作業内容:
1 > 合併手続きの解説によると、合併の手続きのなかで一般にもっとも時間がかかるのはどの手続きですか。
2 > 合併手続きの解説のうち、「⑵ スケジュール表を作成する前に確認するべき事項」を含む語句で始まり「等を記載する必要があります。」で終わる部分を、一字も変えずにもう一度書き写してください。
3 > 合併手続きの解説を、最後の文の後から続けて書き進めてください。

原文抜粋:
++++++++

シリーズ『総務担当者のための はじめての合併』第2回 最初に確認するべき事項

シリーズ『総務担当者のための はじめての合併』

第2回 最初に確認するべき事項

 

このシリーズは、自社又は自社のグループ会社が合併することになり、実務を担当することになった総務担当者の方に向けて、合併の法務手続きをご説明するものです。

本シリーズの前提などについては、『第1回 はじめに(対象・前提など)』(シリーズ『総務担当者のための はじめての合併』 第1回 はじめに(対象・前提など))をご確認ください。

 

 

2 最初に確認するべき事項

⑴ スケジュール表の作成
さて、内部的に合併を行うとの意思決定がなされたら、まず何をするべきでしょうか?
多くの場合、最初に合併手続きのスケジュール表作りを行います。

合併期日(法律上A社とB社が1つになる日)にむけて、「何をいつまでに実施するべきか?」をスケジュール表に落とし込むことで、関係者の認識を共通にしたり、「いつまでに●●の準備をしなければならない。」に対する現在の進捗状況を確認したりするのに役立ちます。

 

⑵ スケジュール表を作成する前に確認するべき事項
ただ、実務的には、この合併のスケジュールに大きな影響を及ぼす事項がいくつかありますので、スケジュール表の作成に先立って(又は同時並行して)、これらを確認するようにします。具体的には下記の事項です。

 

① A社・B社は、決算公告を行っているか?
A社・B社が、直近の事業年度の決算公告を行っているかを、確認してください。

合併をするかどうかにかかわらず、法律上、全ての株式会社には、毎年定時株主総会で決算書類を承認したら、遅滞なく貸借対照表(の要旨)を、定款・登記簿に記載された公告方法に従って、公表することが義務付けられています。これを「決算公告」といいます。

一方、合併の手続きの中で、一般に最も時間がかかるのが「債権者保護手続き」という手続きです。債権者保護手続きは、A社・B社の債権者に対して、「合併に異議があれば申し出てください。」と呼びかける手続きです。債権者保護手続きでは、法律で決められた内容を、官報に掲載したり債権者に手紙で送ったりする必要があります。(債権者保護手続きの詳細は、次回以降ご説明の予定です。)

そして、上記の「法律で決められた内容」の中には、「最新の決算公告がどこに掲載されたか?」があります。つまり、債権者保護手続きの官報や手紙には、最新の決算公告が掲載された媒体の名称・日付・ページ数等を記載する必要があります。

++++++++

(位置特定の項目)
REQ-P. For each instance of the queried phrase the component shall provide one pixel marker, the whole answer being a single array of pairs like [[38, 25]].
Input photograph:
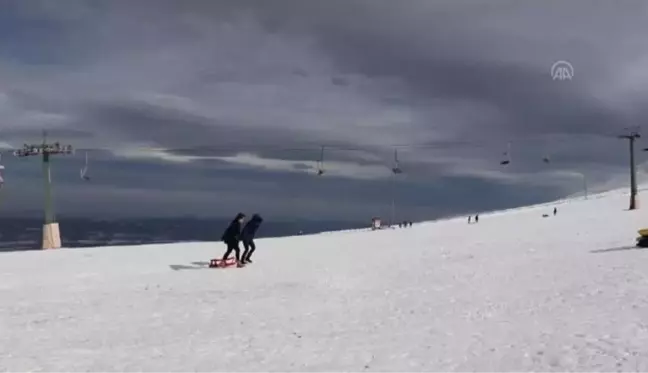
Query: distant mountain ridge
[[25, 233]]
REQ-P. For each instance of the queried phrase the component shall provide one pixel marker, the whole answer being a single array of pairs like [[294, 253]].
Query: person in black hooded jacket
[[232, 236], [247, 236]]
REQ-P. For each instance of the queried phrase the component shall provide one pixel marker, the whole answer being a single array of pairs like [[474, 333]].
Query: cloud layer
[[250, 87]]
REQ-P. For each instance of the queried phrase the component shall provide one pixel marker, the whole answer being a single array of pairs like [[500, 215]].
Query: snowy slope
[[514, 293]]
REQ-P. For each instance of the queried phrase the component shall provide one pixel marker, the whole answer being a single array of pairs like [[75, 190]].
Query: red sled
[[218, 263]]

++++++++

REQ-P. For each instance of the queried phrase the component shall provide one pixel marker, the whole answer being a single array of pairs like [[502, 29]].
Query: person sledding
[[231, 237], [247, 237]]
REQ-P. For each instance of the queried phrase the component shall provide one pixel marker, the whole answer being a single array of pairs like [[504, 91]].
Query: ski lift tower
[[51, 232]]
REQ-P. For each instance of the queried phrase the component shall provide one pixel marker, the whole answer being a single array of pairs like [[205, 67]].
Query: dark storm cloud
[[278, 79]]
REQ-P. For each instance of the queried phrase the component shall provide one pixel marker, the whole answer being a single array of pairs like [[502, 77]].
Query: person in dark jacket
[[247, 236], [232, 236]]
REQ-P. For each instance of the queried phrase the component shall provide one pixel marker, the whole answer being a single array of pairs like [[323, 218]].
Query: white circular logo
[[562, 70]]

++++++++

演習の結果:
1 > 債権者保護手続きです。

2 >
⑵ スケジュール表を作成する前に確認するべき事項
ただ、実務的には、この合併のスケジュールに大きな影響を及ぼす事項がいくつかありますので、スケジュール表の作成に先立って(又は同時並行して)、これらを確認するようにします。具体的には下記の事項です。

 

① A社・B社は、決算公告を行っているか?
A社・B社が、直近の事業年度の決算公告を行っているかを、確認してください。

合併をするかどうかにかかわらず、法律上、全ての株式会社には、毎年定時株主総会で決算書類を承認したら、遅滞なく貸借対照表(の要旨)を、定款・登記簿に記載された公告方法に従って、公表することが義務付けられています。これを「決算公告」といいます。

一方、合併の手続きの中で、一般に最も時間がかかるのが「債権者保護手続き」という手続きです。債権者保護手続きは、A社・B社の債権者に対して、「合併に異議があれば申し出てください。」と呼びかける手続きです。債権者保護手続きでは、法律で決められた内容を、官報に掲載したり債権者に手紙で送ったりする必要があります。(債権者保護手続きの詳細は、次回以降ご説明の予定です。)

そして、上記の「法律で決められた内容」の中には、「最新の決算公告がどこに掲載されたか?」があります。つまり、債権者保護手続きの官報や手紙には、最新の決算公告が掲載された媒体の名称・日付・ページ数等を記載する必要があります。

3 >
したがって、遅くとも債権者保護手続きを行うまでに決算公告が行われていないと、有効に債権者保護手続きを行ことができず、ひいては合併を行うことができません。

上記のとおり、決算公告はすべての株式会社を対象とした法律上の義務ではあるものの、多くの会社で実行していないのが実情です。合併を行うことになったA社・B社が決算公告を行っていない場合、合併の前提として決算公告を行うことを織り込んだスケジュールを作成する必要があります。

 

② A社・B社の公告方法は?債権者の数は?
上記①とも関連しますが、A社・B社の債権者が多数で、債権者保護手続きのうち、手紙の発送が事実上不可能である・大きな手間がかかる等の場合には、事前にA社・B社の公告方法を変更した方がよい場合があります。(詳細は次回以降ご説明します。)
この場合には、この公告方法の変更手続きも、スケジュールに織り込むようにする必要があります。

 

③ B社は株券発行会社か?実際に株券を発行しているか?
B社が株券発行会社かどうかを、確認してください。
株券発行会社であるかどうかは、B社の定款・登記簿を見れば確認することができます。定款や登記簿に「当会社の株式については、株券を発行する。」といった記載があれば株券発行会社です。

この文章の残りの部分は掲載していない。